Entries from a point annotation set

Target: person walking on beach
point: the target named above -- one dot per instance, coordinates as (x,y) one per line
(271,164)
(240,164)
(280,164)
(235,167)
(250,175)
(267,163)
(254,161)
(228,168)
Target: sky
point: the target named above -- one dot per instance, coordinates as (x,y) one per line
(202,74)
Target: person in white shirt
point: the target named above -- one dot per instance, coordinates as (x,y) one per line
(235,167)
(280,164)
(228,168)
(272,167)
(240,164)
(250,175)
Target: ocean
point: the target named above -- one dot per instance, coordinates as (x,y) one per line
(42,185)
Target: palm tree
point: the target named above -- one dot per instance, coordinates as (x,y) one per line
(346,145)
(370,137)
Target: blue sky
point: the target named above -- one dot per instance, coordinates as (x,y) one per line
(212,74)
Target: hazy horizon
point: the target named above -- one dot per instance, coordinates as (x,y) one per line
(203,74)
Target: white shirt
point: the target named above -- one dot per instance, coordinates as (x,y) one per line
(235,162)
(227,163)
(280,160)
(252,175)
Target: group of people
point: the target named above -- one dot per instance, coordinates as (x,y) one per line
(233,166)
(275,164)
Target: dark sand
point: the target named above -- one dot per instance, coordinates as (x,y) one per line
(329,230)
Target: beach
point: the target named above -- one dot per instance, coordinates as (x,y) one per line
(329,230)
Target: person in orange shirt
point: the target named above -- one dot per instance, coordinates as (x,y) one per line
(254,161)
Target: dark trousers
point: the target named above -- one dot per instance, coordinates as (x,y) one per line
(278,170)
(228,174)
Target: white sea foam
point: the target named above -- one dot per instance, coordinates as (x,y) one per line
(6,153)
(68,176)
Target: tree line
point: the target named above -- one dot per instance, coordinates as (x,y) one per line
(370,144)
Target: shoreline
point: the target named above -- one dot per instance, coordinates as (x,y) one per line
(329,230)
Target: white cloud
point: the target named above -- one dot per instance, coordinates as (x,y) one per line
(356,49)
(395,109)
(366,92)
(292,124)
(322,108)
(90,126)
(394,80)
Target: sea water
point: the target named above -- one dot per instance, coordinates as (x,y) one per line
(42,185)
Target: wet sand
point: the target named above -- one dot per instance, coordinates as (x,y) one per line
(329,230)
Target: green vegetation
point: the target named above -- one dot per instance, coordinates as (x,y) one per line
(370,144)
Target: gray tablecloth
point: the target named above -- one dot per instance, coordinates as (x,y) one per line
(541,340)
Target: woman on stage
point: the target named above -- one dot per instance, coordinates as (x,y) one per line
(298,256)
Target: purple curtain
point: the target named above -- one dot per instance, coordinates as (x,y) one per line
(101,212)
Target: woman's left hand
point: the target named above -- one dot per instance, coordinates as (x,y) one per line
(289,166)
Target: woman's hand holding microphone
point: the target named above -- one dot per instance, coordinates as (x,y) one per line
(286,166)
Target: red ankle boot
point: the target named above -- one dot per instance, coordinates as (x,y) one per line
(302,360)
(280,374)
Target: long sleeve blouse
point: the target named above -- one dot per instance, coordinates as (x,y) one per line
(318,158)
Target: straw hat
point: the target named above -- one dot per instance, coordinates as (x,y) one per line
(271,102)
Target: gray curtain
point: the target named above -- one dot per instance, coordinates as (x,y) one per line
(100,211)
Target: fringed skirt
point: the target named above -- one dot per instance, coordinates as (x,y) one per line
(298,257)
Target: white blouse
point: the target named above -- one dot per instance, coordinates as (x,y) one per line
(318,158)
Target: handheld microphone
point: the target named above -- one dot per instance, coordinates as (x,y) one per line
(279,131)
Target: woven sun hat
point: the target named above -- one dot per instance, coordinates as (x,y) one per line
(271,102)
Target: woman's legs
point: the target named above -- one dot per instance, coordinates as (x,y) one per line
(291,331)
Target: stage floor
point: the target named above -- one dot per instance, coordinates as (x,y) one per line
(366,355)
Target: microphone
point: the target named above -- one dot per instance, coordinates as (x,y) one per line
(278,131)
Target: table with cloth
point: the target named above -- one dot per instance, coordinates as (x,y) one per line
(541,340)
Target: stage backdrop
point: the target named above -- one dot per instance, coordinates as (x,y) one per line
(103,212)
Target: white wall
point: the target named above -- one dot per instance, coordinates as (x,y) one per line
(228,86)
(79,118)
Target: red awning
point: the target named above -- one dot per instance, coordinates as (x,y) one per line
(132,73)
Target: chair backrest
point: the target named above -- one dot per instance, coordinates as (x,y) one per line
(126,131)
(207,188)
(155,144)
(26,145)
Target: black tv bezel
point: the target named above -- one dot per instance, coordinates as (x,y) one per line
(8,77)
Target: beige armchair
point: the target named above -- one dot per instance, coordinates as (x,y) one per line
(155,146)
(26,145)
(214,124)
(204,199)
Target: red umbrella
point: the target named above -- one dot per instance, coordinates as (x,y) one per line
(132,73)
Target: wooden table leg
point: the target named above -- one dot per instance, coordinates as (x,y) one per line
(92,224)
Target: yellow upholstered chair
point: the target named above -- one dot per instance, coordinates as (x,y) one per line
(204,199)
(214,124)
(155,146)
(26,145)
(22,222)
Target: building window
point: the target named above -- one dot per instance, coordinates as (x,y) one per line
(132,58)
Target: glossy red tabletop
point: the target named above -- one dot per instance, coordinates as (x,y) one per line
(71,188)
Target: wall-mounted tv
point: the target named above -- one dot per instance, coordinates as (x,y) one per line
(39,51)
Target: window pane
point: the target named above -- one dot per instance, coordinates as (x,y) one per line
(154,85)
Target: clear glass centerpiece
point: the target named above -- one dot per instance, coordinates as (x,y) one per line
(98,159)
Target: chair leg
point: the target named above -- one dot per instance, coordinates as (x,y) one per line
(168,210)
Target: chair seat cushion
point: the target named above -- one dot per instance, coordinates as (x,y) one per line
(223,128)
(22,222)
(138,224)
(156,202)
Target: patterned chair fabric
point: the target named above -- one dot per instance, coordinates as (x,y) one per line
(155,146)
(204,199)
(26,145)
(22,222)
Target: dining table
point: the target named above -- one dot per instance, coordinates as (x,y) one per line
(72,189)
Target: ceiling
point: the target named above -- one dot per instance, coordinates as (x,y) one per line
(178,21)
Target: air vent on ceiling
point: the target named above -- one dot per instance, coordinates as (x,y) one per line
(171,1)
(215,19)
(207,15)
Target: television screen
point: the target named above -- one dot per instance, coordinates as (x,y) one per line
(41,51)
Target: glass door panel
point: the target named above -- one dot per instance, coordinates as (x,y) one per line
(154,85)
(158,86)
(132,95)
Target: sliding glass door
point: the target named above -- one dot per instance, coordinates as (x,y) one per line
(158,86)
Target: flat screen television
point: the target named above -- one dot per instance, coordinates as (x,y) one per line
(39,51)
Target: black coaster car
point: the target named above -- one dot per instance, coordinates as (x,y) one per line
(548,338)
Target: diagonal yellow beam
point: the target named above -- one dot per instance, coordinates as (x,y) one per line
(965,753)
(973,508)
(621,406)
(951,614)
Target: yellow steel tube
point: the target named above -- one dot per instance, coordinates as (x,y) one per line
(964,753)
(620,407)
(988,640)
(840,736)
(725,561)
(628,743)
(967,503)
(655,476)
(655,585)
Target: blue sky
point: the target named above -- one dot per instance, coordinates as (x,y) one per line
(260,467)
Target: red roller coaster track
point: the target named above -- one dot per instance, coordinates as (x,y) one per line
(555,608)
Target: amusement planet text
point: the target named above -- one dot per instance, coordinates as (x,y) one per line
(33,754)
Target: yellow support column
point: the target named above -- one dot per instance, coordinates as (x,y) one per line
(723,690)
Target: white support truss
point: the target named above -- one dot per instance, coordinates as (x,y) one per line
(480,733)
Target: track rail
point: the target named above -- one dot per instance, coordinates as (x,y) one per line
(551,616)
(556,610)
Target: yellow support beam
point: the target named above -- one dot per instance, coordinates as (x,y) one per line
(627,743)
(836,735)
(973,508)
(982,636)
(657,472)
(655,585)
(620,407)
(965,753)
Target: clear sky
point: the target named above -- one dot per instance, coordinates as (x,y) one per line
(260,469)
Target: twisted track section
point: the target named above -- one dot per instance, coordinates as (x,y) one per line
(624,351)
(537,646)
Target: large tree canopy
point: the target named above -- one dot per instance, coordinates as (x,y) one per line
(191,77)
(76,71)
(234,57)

EXERCISE GOAL
Using the material above, reproduce exactly the line that contains "Target: flat screen television" and all lines after it through the last one, and only those.

CORRECT RESPONSE
Target: flat screen television
point: the target named above -- one dot per instance, coordinates as (x,y) one per line
(39,51)
Target: black coaster car
point: the target named above -- one dot per instance, coordinates as (x,y) one per line
(548,338)
Target: diagonal yellow beam
point: the target named above -- one dot per instance, coordinates as (x,y) one per line
(965,753)
(973,508)
(621,406)
(951,614)
Target: yellow steel tube
point: the target named above -- one dot per instance, coordinates as (x,y) one per line
(964,753)
(620,407)
(988,640)
(840,736)
(725,561)
(628,743)
(967,503)
(655,476)
(655,585)
Target: blue sky
point: the target named above -- one dot per instance, coordinates as (x,y) one per line
(260,467)
Target: red roller coaster track
point: the target named above -- one dot per instance, coordinates as (x,y) one per line
(555,608)
Target: amusement planet text
point: the target named above -- one dot per instance, coordinates as (x,y) one per line
(33,754)
Target: yellow support column
point: the target named above -- one dot per instance, coordinates as (x,y) one per line
(723,690)
Target: white support truss
point: the target named above -- one dot per instance, coordinates as (x,y) one per line
(480,733)
Target: track rail
point: the target named above -- one dot per instance, coordinates as (x,y) one per line
(551,616)
(556,610)
Target: yellow support beam
point: the target named above -- one dot per instance, coordinates as (x,y) one per line
(627,743)
(836,735)
(973,508)
(982,636)
(657,472)
(655,585)
(620,407)
(965,753)
Target: clear sky
point: the target named above -- one dot per instance, coordinates as (x,y) one per line
(260,469)
Target: twisted track section
point: the target named above -- one dot per instance, coordinates as (x,y) one per line
(624,351)
(537,646)
Target: large tree canopy
point: the target named above -- one dot per instance, coordinates as (x,y) one per line
(191,77)
(76,71)
(234,57)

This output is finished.